Show each line of the rows below that contains the word "blue".

--- RECORDS TO USE ---

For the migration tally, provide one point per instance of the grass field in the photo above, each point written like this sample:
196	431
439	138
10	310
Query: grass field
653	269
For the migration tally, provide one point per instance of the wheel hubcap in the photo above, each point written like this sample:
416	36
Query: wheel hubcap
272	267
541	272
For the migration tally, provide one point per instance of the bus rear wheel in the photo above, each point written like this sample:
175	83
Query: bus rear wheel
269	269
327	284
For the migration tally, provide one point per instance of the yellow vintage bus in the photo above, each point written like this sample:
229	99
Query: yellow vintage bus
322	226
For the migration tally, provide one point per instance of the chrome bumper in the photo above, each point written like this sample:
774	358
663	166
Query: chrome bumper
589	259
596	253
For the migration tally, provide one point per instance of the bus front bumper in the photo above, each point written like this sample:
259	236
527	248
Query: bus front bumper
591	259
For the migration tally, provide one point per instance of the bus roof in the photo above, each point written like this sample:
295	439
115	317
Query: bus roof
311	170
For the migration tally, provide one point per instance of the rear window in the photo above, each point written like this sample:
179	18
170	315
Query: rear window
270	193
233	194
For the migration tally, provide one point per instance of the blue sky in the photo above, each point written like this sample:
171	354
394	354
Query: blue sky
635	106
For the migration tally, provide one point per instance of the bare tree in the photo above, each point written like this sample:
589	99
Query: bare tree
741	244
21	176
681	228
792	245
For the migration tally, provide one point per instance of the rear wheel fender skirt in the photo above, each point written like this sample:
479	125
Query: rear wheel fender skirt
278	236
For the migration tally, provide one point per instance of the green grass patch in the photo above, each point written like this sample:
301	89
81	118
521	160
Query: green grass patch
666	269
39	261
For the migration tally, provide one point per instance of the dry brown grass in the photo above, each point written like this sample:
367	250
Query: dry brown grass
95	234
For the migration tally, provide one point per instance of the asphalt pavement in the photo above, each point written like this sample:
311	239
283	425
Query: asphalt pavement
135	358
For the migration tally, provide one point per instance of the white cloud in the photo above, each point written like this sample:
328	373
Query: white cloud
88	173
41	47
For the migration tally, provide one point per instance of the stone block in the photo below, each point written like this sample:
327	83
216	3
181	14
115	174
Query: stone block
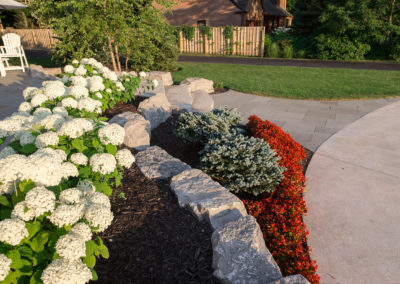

---

- **SOLUTION TO THIS TASK**
For the migration tally, provide one point per instance of the blue sky in the photo above, each point written like this sample:
Query: blue sky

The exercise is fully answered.